Aim of the task. The answer must be an exact reproduction of the lines from the start of the records below through the line containing "One marker per instance of the soldier's face", and nothing more.

[Start of Attachment]

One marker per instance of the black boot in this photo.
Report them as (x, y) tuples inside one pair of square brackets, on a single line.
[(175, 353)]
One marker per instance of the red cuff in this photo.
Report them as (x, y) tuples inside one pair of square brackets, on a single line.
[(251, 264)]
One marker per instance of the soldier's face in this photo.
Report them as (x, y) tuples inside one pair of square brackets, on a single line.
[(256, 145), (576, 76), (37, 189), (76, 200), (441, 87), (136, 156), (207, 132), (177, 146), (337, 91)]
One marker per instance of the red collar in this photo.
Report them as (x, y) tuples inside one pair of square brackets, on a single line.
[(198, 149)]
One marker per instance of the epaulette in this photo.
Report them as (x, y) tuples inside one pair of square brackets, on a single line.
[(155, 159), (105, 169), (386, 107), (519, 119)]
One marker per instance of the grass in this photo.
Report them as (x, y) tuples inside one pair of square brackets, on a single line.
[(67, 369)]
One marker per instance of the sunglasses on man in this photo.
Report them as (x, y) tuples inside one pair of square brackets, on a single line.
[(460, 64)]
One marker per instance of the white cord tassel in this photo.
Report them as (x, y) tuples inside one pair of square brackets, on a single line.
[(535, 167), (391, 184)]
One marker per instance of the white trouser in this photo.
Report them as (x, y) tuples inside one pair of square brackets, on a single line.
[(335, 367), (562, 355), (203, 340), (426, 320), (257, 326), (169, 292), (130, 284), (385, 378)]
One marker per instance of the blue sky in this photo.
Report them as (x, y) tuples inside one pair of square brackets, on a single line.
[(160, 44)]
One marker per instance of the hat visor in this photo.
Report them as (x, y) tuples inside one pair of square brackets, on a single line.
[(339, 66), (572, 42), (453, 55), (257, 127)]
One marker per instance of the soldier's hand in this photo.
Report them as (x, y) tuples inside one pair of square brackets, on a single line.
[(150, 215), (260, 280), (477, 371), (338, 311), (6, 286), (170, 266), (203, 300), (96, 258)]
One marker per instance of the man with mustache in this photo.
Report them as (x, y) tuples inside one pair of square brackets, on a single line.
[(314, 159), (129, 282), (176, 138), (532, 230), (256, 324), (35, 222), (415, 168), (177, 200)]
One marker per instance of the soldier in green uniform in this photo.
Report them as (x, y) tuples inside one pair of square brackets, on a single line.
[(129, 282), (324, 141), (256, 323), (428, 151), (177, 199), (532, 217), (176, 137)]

[End of Attachment]

Result.
One marker per instance of the black boot in this photo.
Report them as (x, y) tuples inside one pair of square brackets, on a single line.
[(175, 353)]
One marker per instance of the red cuff in this photo.
Report them as (x, y) tuples inside one pair of square brackets, on a single line.
[(251, 264)]
One marker per instance of the soldier's face in this photo.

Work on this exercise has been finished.